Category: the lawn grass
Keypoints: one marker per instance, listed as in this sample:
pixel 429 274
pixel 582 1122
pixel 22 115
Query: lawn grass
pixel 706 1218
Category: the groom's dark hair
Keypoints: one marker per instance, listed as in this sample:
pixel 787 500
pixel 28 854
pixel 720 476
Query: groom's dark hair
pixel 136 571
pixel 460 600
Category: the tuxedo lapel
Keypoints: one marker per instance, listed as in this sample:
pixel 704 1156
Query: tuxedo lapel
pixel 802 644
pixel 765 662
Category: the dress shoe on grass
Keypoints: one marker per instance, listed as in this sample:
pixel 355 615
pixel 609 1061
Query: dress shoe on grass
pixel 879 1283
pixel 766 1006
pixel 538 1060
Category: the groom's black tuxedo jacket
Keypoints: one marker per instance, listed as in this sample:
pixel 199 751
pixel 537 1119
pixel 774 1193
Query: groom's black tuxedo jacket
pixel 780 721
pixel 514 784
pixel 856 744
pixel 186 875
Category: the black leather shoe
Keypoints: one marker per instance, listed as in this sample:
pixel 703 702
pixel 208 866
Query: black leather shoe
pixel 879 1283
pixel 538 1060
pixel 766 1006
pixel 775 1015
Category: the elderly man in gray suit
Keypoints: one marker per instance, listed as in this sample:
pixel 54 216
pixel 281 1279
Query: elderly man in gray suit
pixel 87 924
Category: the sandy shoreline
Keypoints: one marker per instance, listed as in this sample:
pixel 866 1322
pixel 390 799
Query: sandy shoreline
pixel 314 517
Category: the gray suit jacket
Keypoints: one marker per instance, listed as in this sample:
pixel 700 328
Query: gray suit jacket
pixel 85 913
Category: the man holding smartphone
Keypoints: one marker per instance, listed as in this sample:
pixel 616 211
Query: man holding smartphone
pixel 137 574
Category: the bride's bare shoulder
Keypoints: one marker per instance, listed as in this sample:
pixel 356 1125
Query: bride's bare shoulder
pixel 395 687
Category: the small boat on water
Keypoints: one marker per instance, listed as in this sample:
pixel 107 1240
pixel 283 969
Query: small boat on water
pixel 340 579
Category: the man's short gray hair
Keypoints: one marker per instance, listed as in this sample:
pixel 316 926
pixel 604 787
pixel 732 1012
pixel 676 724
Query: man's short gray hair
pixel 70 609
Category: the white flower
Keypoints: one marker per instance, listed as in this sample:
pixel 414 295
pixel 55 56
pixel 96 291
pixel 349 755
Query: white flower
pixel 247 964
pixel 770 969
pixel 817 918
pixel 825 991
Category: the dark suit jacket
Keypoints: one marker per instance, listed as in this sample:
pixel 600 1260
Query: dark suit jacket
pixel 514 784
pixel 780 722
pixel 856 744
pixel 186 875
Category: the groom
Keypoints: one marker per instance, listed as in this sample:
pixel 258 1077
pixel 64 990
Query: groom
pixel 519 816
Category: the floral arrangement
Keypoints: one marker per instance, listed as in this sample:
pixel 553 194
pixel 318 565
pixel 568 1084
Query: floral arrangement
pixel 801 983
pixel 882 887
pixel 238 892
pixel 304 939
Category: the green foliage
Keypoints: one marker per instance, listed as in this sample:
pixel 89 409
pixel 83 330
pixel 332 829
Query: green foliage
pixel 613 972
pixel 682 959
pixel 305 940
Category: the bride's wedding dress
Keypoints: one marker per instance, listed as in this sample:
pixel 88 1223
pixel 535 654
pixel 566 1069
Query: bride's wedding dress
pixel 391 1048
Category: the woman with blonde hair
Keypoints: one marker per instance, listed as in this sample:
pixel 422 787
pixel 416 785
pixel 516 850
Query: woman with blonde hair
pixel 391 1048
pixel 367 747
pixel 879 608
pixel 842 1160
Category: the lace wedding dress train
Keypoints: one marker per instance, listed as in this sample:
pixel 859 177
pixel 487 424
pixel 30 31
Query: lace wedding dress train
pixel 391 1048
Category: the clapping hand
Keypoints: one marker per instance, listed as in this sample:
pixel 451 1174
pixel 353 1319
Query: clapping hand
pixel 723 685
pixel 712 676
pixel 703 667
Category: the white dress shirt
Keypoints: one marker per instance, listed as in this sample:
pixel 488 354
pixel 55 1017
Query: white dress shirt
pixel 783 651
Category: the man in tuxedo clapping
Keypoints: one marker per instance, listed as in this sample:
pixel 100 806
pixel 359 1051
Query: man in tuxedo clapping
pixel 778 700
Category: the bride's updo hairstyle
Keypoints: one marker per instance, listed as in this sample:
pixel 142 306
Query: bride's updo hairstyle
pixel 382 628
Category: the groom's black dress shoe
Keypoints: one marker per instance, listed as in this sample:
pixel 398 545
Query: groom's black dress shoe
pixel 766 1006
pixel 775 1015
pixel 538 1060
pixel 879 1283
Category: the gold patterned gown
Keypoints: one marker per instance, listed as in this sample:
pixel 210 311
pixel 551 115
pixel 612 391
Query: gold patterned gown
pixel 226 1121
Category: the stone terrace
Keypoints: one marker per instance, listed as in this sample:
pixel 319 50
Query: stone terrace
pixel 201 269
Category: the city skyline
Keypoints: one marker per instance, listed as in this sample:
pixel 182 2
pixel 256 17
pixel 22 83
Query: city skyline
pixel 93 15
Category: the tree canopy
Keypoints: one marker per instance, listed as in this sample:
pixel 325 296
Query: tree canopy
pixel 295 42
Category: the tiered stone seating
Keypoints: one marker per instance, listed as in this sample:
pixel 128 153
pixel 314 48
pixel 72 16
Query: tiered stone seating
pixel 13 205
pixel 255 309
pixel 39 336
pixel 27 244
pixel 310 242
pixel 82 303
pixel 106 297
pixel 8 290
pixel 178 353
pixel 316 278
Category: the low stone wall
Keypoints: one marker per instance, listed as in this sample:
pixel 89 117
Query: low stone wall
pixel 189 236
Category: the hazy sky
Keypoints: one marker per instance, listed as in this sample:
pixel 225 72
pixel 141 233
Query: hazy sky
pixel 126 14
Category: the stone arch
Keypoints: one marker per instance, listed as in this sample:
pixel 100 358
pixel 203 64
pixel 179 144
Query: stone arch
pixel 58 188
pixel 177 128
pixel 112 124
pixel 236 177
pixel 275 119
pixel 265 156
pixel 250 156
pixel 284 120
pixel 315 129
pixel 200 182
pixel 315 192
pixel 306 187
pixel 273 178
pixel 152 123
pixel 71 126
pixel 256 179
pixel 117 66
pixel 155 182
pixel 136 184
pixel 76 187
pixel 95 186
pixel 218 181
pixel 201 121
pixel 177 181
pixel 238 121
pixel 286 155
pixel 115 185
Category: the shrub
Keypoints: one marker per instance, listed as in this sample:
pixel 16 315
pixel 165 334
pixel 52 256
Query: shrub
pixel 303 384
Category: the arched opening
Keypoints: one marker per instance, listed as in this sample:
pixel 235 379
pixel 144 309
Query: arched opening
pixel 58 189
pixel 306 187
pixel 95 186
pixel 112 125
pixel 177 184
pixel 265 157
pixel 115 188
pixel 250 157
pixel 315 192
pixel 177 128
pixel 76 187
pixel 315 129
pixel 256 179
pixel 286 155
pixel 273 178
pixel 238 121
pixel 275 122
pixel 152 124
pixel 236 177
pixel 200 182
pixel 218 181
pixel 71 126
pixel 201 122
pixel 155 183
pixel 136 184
* * * *
## [TASK DETAILS]
Write out the data exactly as it stands.

## [REPLY]
Category: the lawn grass
Keypoints: one marker per instance, listed as in this sample:
pixel 429 274
pixel 582 1122
pixel 22 115
Query: lawn grass
pixel 706 1218
Category: the groom's dark hair
Keypoints: one marker per instance, listed as in this sample:
pixel 787 500
pixel 28 854
pixel 720 476
Query: groom's dark hair
pixel 136 571
pixel 460 600
Category: the tuxedo lapel
Keypoints: one marker per instance, listed as in this sample:
pixel 704 1156
Query: tuxedo lapel
pixel 802 644
pixel 765 662
Category: the dress shoe on grass
Keypoints: one marker per instance, listed as in this sample:
pixel 355 615
pixel 609 1061
Query: dress shoe on grass
pixel 879 1283
pixel 766 1006
pixel 538 1060
Category: the groom's black tuxedo jacket
Keypoints: one marker per instance, listed as in this sample:
pixel 199 751
pixel 537 1119
pixel 774 1193
Query: groom's black tuxedo jacket
pixel 780 721
pixel 514 784
pixel 856 744
pixel 186 875
Category: the black leather shoe
Keypoints: one marker per instance, listed as in this sample:
pixel 703 702
pixel 208 866
Query: black leather shoe
pixel 879 1283
pixel 538 1060
pixel 766 1006
pixel 775 1015
Category: the elderly man in gray suit
Keypoints: one marker per instance, listed as in this sample:
pixel 54 216
pixel 281 1279
Query: elderly man in gray suit
pixel 87 924
Category: the sandy shoreline
Keypoints: one marker per instance, listed as in this sample:
pixel 866 1322
pixel 390 799
Query: sandy shoreline
pixel 314 517
Category: the gray suit jacket
Keypoints: one marker per instance, listed as in this sample:
pixel 700 328
Query: gray suit jacket
pixel 85 913
Category: the man holding smartphone
Keypoints: one marker per instance, listed as in this sample:
pixel 616 211
Query: man holding smartphone
pixel 137 574
Category: the bride's bare shoulder
Keypoints: one marker per instance, listed as in this sample:
pixel 356 1125
Query: bride's bare shoulder
pixel 395 687
Category: the small boat on water
Keypoints: one marker per instance, listed as in this sample:
pixel 107 1240
pixel 283 969
Query: small boat on water
pixel 340 579
Category: the man's short gray hair
Keypoints: one marker per instance, listed as in this sample:
pixel 316 926
pixel 604 787
pixel 732 1012
pixel 676 724
Query: man's short gray hair
pixel 70 609
Category: the white flower
Keypoints: one marker per instance, listed as in this sample:
pixel 414 295
pixel 55 56
pixel 96 291
pixel 349 755
Query: white flower
pixel 247 964
pixel 770 969
pixel 817 918
pixel 825 991
Category: the dark suit jacket
Keypoints: one marker per instance, listed as in this sample:
pixel 600 1260
Query: dark suit jacket
pixel 514 784
pixel 780 722
pixel 856 744
pixel 186 875
Category: the groom
Keypoints: one marker per instance, listed as in this sample:
pixel 258 1077
pixel 64 990
Query: groom
pixel 519 816
Category: the floral arrangement
Keypoints: one marker per instance, listed as in this sample:
pixel 553 194
pixel 318 565
pixel 568 1084
Query: floral arrangement
pixel 801 983
pixel 882 887
pixel 238 892
pixel 304 939
Category: the green foliage
Keypoints: one marker per instance, listed as in this sample:
pixel 89 409
pixel 83 330
pixel 332 829
Query: green foliage
pixel 613 972
pixel 682 959
pixel 305 940
Category: the bride's wedding dress
Keypoints: one marker per instance, listed as in this sample:
pixel 88 1223
pixel 535 654
pixel 566 1069
Query: bride's wedding dress
pixel 391 1048
Category: the woman with blonde hair
Keypoints: one marker per instance, listed as in this sample:
pixel 422 787
pixel 416 785
pixel 516 850
Query: woman with blonde hair
pixel 391 1048
pixel 367 747
pixel 879 608
pixel 842 1160
Category: the lace wedding dress train
Keypoints: one marker per instance, listed as in this sample:
pixel 859 177
pixel 487 424
pixel 30 31
Query: lace wedding dress train
pixel 391 1048
Category: the clapping hand
Keypoints: one marker per instance, listed as in this sample:
pixel 451 1174
pixel 353 1319
Query: clapping hand
pixel 723 685
pixel 712 676
pixel 703 667
Category: the white dress shirt
Keypoints: one marker per instance, listed as in this sample:
pixel 488 354
pixel 55 1017
Query: white dress shirt
pixel 783 651
Category: the man in tuxedo clapping
Keypoints: one marker per instance, listed as in this sample:
pixel 100 806
pixel 359 1051
Query: man in tuxedo clapping
pixel 778 700
Category: the bride's updo hairstyle
Keypoints: one marker per instance, listed as in this sample:
pixel 142 306
Query: bride's updo hairstyle
pixel 382 628
Category: the groom's black dress shoe
Keypoints: one marker per instance, listed as in this sample:
pixel 398 545
Query: groom's black dress shoe
pixel 766 1006
pixel 775 1015
pixel 538 1060
pixel 879 1283
Category: the gold patterned gown
Keypoints: one marker per instance, listed as in this sample:
pixel 210 311
pixel 551 115
pixel 612 391
Query: gold patterned gown
pixel 226 1121
Category: the stone terrace
Keypoints: one marker per instance, listed as in this sample:
pixel 319 50
Query: stone terrace
pixel 201 269
Category: the city skyline
Keypoints: one marker per instance, listed as in this sample:
pixel 182 2
pixel 256 17
pixel 22 83
Query: city skyline
pixel 93 15
Category: the tree canopy
Keypoints: one marker per instance, listed as in this sample:
pixel 325 296
Query: tree canopy
pixel 295 42
Category: the tiered stone seating
Keypoints: one marker per instance, listed as in this sample:
pixel 128 153
pixel 314 48
pixel 72 16
Query: tiered stone seating
pixel 13 205
pixel 255 309
pixel 39 336
pixel 27 244
pixel 310 242
pixel 82 303
pixel 106 297
pixel 8 290
pixel 178 353
pixel 316 278
Category: the low stone wall
Keypoints: one marker per instance, listed as in this sample:
pixel 89 117
Query: low stone wall
pixel 189 236
Category: the hazy sky
Keypoints: one marker per instance, listed as in this sample:
pixel 225 72
pixel 141 233
Query: hazy sky
pixel 126 14
Category: the stone arch
Keypoints: one marker per instance, listed as in this sample:
pixel 100 358
pixel 203 64
pixel 179 144
Query: stone arch
pixel 58 188
pixel 177 128
pixel 112 124
pixel 236 177
pixel 275 119
pixel 265 156
pixel 250 156
pixel 284 120
pixel 315 129
pixel 200 182
pixel 315 192
pixel 306 187
pixel 273 178
pixel 152 123
pixel 71 126
pixel 256 179
pixel 117 66
pixel 155 182
pixel 136 184
pixel 76 187
pixel 95 186
pixel 218 181
pixel 201 121
pixel 177 181
pixel 238 121
pixel 286 155
pixel 115 185
Category: the shrub
Keypoints: one marker per instance, listed as in this sample:
pixel 16 315
pixel 165 334
pixel 52 256
Query: shrub
pixel 303 384
Category: the arched opening
Keypoints: one marker per instance, listed as in this sample:
pixel 235 379
pixel 144 309
Query: arched opening
pixel 58 189
pixel 306 187
pixel 95 186
pixel 112 125
pixel 177 184
pixel 265 157
pixel 115 188
pixel 250 157
pixel 315 192
pixel 177 128
pixel 76 187
pixel 315 129
pixel 256 179
pixel 286 155
pixel 273 178
pixel 238 121
pixel 275 122
pixel 152 124
pixel 236 177
pixel 200 182
pixel 218 181
pixel 71 126
pixel 201 122
pixel 155 183
pixel 136 184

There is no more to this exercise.